#### WHAT THE EXERCISE ASKS:
Lines from the one containing "Target: metal blade" through the last line of the records below need to be repeated exactly; nothing else, and no pictures.

--------

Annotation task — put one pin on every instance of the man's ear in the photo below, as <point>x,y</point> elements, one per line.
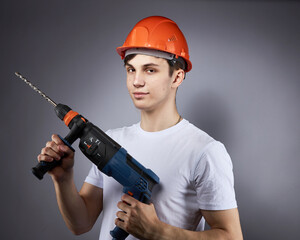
<point>178,77</point>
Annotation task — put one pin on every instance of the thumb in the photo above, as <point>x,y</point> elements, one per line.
<point>65,149</point>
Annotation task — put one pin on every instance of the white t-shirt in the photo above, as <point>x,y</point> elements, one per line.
<point>195,173</point>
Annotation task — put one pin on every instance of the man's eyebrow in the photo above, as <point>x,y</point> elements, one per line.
<point>144,65</point>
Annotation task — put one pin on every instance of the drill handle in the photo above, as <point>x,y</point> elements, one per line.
<point>42,167</point>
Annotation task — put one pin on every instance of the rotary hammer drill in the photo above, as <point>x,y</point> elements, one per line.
<point>104,152</point>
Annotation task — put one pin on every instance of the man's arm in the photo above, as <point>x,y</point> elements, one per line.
<point>79,210</point>
<point>141,221</point>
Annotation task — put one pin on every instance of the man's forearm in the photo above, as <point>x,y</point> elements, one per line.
<point>72,206</point>
<point>168,232</point>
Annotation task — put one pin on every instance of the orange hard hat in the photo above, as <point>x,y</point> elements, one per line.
<point>158,33</point>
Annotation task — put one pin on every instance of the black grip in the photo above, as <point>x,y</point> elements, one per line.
<point>42,167</point>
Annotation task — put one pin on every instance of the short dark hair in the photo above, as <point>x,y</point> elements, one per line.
<point>173,64</point>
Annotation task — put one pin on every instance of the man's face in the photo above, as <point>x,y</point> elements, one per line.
<point>149,83</point>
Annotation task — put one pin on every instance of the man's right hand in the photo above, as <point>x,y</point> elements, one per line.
<point>56,150</point>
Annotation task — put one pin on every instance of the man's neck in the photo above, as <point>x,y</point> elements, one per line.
<point>154,121</point>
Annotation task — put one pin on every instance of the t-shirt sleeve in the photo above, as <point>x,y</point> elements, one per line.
<point>95,177</point>
<point>214,180</point>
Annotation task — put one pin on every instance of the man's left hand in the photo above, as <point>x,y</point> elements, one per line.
<point>137,218</point>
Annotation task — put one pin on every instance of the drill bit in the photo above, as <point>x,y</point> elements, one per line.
<point>36,89</point>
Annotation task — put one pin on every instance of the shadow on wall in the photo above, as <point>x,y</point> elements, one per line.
<point>209,112</point>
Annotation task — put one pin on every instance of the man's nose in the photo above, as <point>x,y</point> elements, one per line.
<point>138,79</point>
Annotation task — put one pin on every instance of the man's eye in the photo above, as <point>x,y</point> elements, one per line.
<point>130,70</point>
<point>150,70</point>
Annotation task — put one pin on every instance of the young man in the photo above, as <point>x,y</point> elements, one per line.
<point>196,180</point>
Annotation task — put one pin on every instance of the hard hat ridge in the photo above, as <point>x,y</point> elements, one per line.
<point>160,34</point>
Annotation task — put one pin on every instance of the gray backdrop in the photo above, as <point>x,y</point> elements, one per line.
<point>243,90</point>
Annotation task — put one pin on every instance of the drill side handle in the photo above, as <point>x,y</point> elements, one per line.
<point>43,167</point>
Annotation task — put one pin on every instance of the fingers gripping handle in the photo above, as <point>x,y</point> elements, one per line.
<point>42,167</point>
<point>118,234</point>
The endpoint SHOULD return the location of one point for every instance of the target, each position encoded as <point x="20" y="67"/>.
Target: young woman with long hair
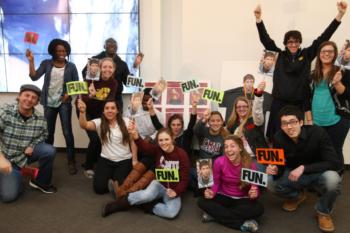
<point x="329" y="96"/>
<point x="167" y="156"/>
<point x="99" y="92"/>
<point x="231" y="201"/>
<point x="118" y="149"/>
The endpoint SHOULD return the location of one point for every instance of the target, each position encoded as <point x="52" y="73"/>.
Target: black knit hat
<point x="53" y="44"/>
<point x="30" y="87"/>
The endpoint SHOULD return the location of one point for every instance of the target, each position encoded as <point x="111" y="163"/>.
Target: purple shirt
<point x="227" y="178"/>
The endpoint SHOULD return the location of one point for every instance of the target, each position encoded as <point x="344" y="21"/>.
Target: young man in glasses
<point x="310" y="162"/>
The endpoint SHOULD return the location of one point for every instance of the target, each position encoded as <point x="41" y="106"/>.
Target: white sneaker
<point x="89" y="174"/>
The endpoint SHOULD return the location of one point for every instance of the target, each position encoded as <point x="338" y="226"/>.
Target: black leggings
<point x="231" y="212"/>
<point x="107" y="169"/>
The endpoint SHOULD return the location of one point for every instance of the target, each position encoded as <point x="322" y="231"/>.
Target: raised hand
<point x="257" y="13"/>
<point x="29" y="55"/>
<point x="81" y="106"/>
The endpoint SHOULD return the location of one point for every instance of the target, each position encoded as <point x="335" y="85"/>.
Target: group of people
<point x="309" y="119"/>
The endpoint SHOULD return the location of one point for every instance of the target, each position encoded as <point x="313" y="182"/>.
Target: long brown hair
<point x="246" y="160"/>
<point x="317" y="74"/>
<point x="106" y="130"/>
<point x="234" y="116"/>
<point x="223" y="131"/>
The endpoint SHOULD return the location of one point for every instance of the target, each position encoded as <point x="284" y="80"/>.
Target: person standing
<point x="57" y="72"/>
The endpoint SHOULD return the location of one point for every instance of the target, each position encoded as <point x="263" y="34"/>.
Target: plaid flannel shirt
<point x="16" y="134"/>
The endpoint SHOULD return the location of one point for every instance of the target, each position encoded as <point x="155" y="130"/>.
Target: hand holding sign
<point x="171" y="193"/>
<point x="253" y="192"/>
<point x="270" y="156"/>
<point x="31" y="37"/>
<point x="92" y="90"/>
<point x="254" y="177"/>
<point x="77" y="87"/>
<point x="29" y="55"/>
<point x="271" y="169"/>
<point x="295" y="174"/>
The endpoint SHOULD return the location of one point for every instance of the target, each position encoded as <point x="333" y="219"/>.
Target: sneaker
<point x="72" y="169"/>
<point x="89" y="174"/>
<point x="206" y="218"/>
<point x="43" y="188"/>
<point x="292" y="204"/>
<point x="250" y="226"/>
<point x="325" y="222"/>
<point x="113" y="187"/>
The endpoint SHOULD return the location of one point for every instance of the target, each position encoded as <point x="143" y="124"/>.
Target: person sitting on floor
<point x="311" y="162"/>
<point x="167" y="156"/>
<point x="23" y="131"/>
<point x="118" y="150"/>
<point x="230" y="201"/>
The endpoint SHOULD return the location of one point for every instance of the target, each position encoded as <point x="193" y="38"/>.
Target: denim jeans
<point x="155" y="190"/>
<point x="11" y="184"/>
<point x="65" y="112"/>
<point x="327" y="184"/>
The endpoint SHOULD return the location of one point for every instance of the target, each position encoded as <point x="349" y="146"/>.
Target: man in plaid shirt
<point x="23" y="131"/>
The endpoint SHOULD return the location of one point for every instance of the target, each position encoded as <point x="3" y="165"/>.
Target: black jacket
<point x="121" y="72"/>
<point x="292" y="71"/>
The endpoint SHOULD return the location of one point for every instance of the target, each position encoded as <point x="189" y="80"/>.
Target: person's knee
<point x="331" y="180"/>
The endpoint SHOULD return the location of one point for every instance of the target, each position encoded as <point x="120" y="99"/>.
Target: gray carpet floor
<point x="76" y="208"/>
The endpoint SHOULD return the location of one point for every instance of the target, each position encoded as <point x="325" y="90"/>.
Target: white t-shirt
<point x="114" y="149"/>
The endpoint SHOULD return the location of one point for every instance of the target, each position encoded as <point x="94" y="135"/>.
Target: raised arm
<point x="154" y="118"/>
<point x="265" y="39"/>
<point x="84" y="124"/>
<point x="257" y="111"/>
<point x="30" y="58"/>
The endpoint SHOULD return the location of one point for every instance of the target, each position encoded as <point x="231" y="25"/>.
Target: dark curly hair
<point x="53" y="44"/>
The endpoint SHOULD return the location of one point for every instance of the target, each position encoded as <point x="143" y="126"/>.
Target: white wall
<point x="217" y="40"/>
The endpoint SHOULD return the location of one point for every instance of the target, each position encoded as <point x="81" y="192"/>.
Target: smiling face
<point x="291" y="126"/>
<point x="249" y="85"/>
<point x="61" y="53"/>
<point x="110" y="111"/>
<point x="233" y="151"/>
<point x="215" y="123"/>
<point x="346" y="55"/>
<point x="327" y="54"/>
<point x="107" y="69"/>
<point x="176" y="127"/>
<point x="27" y="100"/>
<point x="293" y="45"/>
<point x="165" y="142"/>
<point x="242" y="108"/>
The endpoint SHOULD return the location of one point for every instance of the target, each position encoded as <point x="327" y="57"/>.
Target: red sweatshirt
<point x="177" y="159"/>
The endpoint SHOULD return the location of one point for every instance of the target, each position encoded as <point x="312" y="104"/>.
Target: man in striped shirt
<point x="23" y="131"/>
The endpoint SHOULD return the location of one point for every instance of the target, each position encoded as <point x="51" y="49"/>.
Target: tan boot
<point x="133" y="176"/>
<point x="143" y="182"/>
<point x="292" y="204"/>
<point x="325" y="222"/>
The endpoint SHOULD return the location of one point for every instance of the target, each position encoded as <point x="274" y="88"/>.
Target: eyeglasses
<point x="291" y="123"/>
<point x="327" y="51"/>
<point x="242" y="107"/>
<point x="290" y="42"/>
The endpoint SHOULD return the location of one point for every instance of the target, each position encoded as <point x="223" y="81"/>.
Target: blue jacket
<point x="70" y="74"/>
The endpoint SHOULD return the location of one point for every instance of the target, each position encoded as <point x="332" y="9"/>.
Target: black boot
<point x="115" y="206"/>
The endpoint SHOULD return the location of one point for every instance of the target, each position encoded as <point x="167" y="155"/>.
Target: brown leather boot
<point x="143" y="182"/>
<point x="133" y="176"/>
<point x="325" y="222"/>
<point x="115" y="206"/>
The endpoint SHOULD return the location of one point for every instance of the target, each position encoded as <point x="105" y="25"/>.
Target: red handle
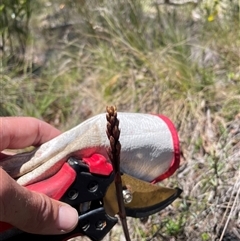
<point x="54" y="187"/>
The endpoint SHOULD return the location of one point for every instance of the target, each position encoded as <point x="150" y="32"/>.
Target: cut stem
<point x="113" y="134"/>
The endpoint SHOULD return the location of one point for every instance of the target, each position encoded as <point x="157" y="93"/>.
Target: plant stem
<point x="113" y="134"/>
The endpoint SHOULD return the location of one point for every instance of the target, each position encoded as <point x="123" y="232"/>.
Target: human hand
<point x="30" y="211"/>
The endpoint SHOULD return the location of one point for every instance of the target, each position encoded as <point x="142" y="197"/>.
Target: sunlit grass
<point x="151" y="59"/>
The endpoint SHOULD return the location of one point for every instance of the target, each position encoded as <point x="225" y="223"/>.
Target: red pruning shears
<point x="81" y="184"/>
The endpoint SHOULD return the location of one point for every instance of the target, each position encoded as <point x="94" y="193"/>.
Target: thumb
<point x="33" y="212"/>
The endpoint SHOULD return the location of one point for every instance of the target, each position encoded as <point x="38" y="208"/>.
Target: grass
<point x="144" y="58"/>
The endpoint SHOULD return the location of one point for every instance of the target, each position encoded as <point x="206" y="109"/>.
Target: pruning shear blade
<point x="146" y="198"/>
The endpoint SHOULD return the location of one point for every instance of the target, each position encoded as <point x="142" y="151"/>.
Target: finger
<point x="33" y="212"/>
<point x="20" y="132"/>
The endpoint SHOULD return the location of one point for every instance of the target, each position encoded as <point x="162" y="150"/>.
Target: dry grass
<point x="151" y="60"/>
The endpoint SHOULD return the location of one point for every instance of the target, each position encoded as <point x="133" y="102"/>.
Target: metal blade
<point x="147" y="198"/>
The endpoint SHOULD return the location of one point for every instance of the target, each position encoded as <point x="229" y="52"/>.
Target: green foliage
<point x="14" y="28"/>
<point x="64" y="61"/>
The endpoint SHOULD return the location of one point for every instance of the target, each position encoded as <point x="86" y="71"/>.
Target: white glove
<point x="149" y="149"/>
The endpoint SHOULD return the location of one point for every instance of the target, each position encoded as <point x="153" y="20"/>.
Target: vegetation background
<point x="63" y="61"/>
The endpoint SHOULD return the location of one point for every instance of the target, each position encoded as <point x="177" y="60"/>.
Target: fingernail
<point x="67" y="218"/>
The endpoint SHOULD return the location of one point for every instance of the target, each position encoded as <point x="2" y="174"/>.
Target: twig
<point x="113" y="134"/>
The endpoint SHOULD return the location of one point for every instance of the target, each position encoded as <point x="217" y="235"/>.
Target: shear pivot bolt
<point x="127" y="196"/>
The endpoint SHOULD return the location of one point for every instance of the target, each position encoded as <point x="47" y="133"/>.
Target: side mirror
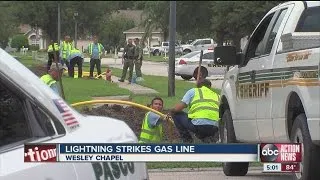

--------

#### FINISHED EXERCISE:
Target: metal blade
<point x="147" y="198"/>
The endpoint SHOULD return the location of one point for every instance of the target, each position encoded as <point x="229" y="52"/>.
Target: green foliage
<point x="14" y="28"/>
<point x="64" y="61"/>
The endpoint SHOULD return the location of one point for every instance of the target, each position encoded as <point x="86" y="71"/>.
Target: white glove
<point x="149" y="149"/>
The endpoint SHOULD return the location of one point for every instance of the target, each position encoded as <point x="153" y="20"/>.
Target: vegetation background
<point x="63" y="61"/>
The endpoint SHOULD return the location of one point for every instance of the target, each position encoded as <point x="177" y="60"/>.
Target: fingernail
<point x="67" y="218"/>
The endpoint SHOULD return the location of one point for every instance of the target, each position encoded as <point x="2" y="174"/>.
Target: twig
<point x="113" y="134"/>
The endpoint SHOULD return the location of one point for every instance of the target, each position encoded as <point x="217" y="235"/>.
Target: shear pivot bolt
<point x="127" y="196"/>
The endpoint SHOULD return the location of one point for every instance of the target, each position encoded as <point x="47" y="133"/>.
Target: side mirror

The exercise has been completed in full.